• What the task requires
Can you rewrite every line of the records below, keeping the wording as it is, with each bounding box shifted by adding 20 to all four of its coordinates, and leave the pictures out?

***** Source material

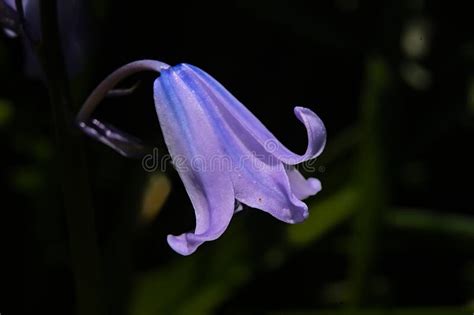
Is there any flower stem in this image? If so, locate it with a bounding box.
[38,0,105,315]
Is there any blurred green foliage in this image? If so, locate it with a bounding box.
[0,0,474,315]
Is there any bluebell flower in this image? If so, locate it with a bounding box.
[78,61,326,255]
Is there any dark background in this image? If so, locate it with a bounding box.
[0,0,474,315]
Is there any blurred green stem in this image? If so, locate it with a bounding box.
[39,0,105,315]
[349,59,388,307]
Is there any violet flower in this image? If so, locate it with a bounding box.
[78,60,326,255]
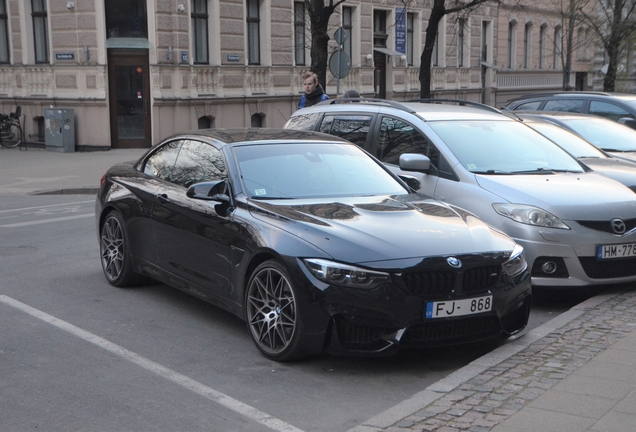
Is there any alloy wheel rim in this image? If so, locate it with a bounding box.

**********

• Full answer
Is there any flower stem in this image? If so, locate it with a bounding box.
[58,20,125,335]
Is there any blurred green foliage in this image? If so, locate it with a bounding box.
[20,20,494,335]
Is there any bluebell flower in this image? If so, locate it with a bounding box.
[98,81,346,275]
Is there any dark background in this image? If so, locate it with a bounding box.
[20,20,494,335]
Is there any blurred green stem in this image? If so, locate it with a bounding box.
[59,20,125,335]
[369,79,408,327]
Is there any violet flower in this image? If so, locate it with a bounding box.
[98,80,346,275]
Is there any alloy wheel rim in this image? If so, locate it with a bounding box.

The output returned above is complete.